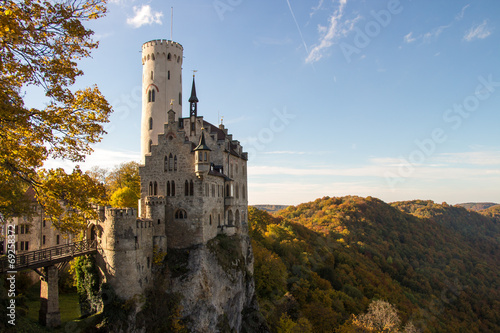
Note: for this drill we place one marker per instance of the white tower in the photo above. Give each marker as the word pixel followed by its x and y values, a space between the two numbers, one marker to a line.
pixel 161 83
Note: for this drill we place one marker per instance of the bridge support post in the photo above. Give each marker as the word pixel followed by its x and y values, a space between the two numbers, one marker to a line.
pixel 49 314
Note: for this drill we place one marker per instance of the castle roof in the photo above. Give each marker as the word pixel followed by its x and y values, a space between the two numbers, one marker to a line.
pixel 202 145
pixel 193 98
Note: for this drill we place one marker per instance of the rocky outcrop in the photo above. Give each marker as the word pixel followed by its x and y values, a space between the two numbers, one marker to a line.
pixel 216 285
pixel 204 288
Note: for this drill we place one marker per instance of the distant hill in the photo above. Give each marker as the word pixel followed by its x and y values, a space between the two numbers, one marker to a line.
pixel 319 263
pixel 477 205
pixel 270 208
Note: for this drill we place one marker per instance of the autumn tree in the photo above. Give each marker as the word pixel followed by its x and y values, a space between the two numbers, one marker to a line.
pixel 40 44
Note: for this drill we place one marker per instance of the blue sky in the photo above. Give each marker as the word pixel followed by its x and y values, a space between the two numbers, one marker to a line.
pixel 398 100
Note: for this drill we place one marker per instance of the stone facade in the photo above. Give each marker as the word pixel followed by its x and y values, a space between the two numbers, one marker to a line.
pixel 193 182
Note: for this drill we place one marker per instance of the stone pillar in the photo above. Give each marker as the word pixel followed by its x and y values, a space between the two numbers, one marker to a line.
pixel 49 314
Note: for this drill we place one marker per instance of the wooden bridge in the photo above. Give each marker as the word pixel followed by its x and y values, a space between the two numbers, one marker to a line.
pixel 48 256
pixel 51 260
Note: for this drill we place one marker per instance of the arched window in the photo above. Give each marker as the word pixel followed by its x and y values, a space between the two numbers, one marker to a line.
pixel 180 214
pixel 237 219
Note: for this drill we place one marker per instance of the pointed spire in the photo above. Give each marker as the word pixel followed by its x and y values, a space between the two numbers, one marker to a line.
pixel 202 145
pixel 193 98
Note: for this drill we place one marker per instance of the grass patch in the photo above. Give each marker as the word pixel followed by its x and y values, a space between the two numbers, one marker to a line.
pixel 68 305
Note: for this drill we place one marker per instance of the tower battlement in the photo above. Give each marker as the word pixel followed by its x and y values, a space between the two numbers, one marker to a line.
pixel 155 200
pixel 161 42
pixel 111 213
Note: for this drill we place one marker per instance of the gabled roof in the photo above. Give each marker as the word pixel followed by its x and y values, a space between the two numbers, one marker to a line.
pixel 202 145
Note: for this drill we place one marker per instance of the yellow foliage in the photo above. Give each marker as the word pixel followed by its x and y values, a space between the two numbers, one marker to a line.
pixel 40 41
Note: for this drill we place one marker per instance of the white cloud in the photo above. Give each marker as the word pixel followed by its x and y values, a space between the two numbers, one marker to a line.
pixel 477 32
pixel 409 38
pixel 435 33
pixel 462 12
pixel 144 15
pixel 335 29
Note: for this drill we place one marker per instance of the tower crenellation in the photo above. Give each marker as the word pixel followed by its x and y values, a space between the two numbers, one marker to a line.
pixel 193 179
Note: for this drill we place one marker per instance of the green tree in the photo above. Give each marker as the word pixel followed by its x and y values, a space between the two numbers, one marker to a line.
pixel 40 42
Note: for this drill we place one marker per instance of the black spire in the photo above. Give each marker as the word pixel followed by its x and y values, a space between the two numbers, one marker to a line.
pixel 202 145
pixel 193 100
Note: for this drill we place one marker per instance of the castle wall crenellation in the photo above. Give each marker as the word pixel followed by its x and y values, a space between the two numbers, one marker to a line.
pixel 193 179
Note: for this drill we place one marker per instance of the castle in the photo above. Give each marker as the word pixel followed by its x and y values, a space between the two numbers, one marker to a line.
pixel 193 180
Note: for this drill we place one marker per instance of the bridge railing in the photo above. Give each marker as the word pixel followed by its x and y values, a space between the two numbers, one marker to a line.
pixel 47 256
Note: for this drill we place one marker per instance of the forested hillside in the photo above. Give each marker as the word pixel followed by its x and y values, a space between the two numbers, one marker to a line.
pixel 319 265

---

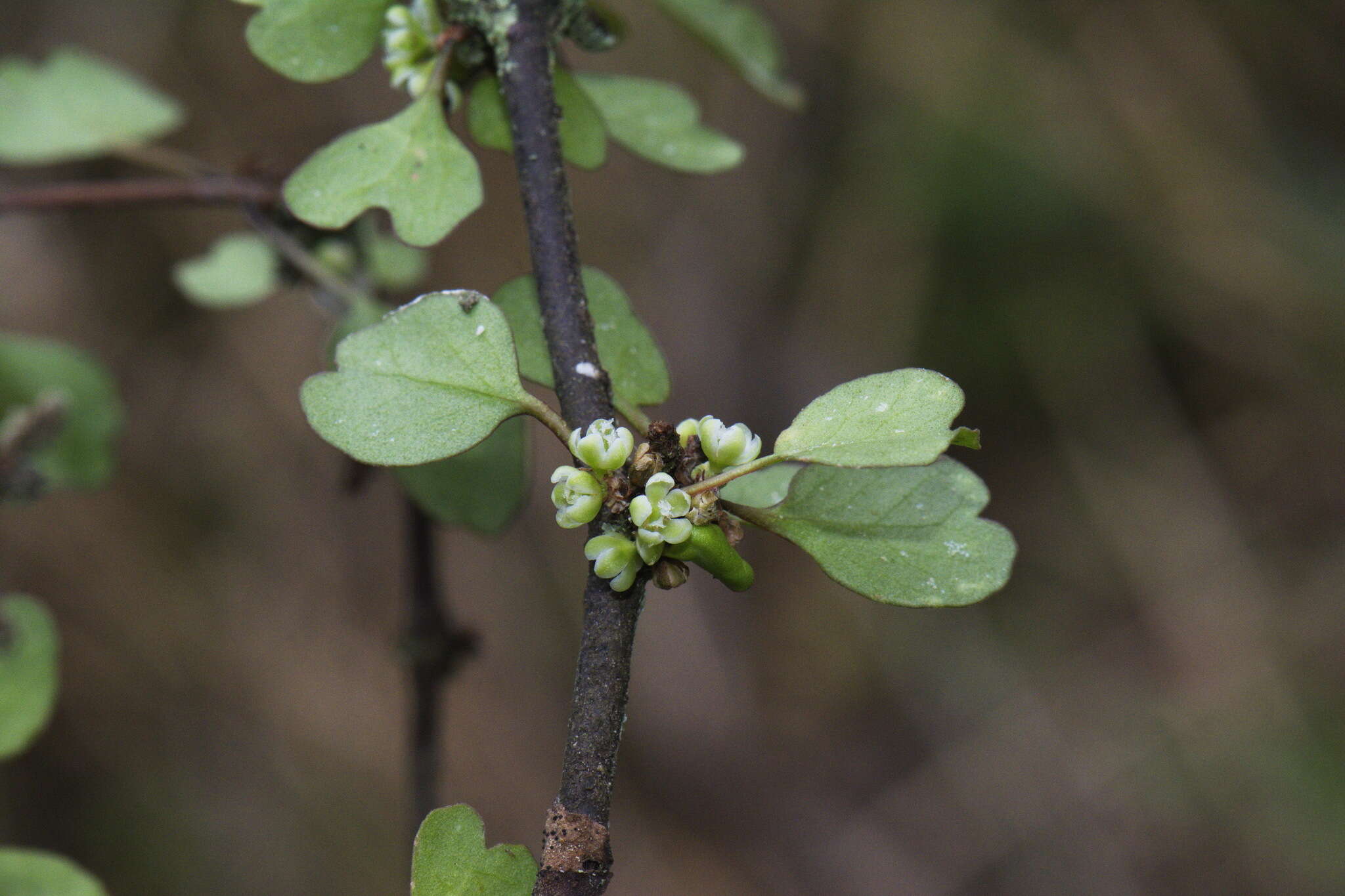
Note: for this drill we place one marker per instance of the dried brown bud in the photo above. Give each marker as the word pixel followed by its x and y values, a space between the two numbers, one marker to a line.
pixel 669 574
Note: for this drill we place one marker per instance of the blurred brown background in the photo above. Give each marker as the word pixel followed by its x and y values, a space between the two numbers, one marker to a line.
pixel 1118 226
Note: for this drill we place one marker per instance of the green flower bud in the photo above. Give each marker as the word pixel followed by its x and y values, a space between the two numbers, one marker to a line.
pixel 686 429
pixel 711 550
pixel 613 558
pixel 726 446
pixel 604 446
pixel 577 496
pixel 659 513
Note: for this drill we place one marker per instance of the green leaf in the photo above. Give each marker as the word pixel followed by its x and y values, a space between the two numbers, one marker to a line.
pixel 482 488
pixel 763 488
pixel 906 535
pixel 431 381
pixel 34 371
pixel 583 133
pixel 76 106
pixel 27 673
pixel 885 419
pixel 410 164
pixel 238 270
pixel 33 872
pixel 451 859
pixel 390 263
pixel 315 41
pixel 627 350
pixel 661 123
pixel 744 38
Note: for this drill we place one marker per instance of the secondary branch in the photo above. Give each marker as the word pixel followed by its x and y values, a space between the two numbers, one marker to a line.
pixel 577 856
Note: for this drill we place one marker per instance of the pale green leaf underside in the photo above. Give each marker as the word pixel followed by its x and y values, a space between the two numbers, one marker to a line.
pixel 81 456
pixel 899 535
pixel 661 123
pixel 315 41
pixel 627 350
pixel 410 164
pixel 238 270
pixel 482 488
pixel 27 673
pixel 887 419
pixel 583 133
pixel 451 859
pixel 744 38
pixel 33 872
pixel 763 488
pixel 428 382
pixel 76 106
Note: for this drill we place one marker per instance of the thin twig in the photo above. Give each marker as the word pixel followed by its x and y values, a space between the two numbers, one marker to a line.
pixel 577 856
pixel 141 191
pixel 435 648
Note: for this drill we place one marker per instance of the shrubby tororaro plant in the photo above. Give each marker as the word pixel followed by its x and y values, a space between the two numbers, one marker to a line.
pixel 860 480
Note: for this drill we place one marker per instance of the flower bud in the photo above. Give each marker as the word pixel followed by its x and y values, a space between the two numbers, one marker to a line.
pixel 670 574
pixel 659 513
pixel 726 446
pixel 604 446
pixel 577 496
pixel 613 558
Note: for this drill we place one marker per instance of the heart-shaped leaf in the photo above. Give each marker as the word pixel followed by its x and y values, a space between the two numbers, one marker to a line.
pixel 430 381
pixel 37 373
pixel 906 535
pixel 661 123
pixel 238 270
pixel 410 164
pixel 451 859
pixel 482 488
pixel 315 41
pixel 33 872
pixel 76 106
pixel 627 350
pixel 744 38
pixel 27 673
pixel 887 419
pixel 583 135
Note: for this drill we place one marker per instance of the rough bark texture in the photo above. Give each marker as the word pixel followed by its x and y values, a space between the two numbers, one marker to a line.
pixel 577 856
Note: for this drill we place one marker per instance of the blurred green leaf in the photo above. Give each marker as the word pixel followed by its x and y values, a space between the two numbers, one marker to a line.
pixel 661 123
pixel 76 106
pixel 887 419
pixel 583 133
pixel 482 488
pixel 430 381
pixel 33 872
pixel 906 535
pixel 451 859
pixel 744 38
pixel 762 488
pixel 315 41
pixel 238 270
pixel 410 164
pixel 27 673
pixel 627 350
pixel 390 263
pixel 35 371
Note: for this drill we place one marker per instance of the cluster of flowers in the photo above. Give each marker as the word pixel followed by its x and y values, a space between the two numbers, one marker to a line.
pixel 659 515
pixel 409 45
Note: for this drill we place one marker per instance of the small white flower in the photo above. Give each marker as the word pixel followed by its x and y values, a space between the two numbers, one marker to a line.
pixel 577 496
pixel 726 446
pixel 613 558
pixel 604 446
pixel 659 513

* Task instructions *
Turn every line from the one containing "of the grass" down to the one containing "pixel 40 41", both included, into a numbered list with no blank lines.

* Worked solution *
1. Note: for this drill we place one marker per instance of the grass patch in the photo above. Give each marker as the word pixel followed by its x and y values, a space between the two numbers, one marker to a line.
2. pixel 68 305
3. Note: for this drill we place one marker per instance of the tower battlement in the photo above. Give each marker as the word pixel followed by its x and y values, a space between the two numbers, one marker to a line.
4. pixel 155 200
5. pixel 161 42
6. pixel 111 213
7. Note: for this drill we place one marker per instance of the gabled roof in the photo above. Give each marker as the word pixel followed by its x and y values, a space between the two numbers, one marker to a line.
8. pixel 202 145
9. Note: for this drill we place one marker per instance of the yellow foliage in the photo above. Give each marker as the word pixel followed by its x and y values, a space between the two numbers, one marker to a line.
10. pixel 40 41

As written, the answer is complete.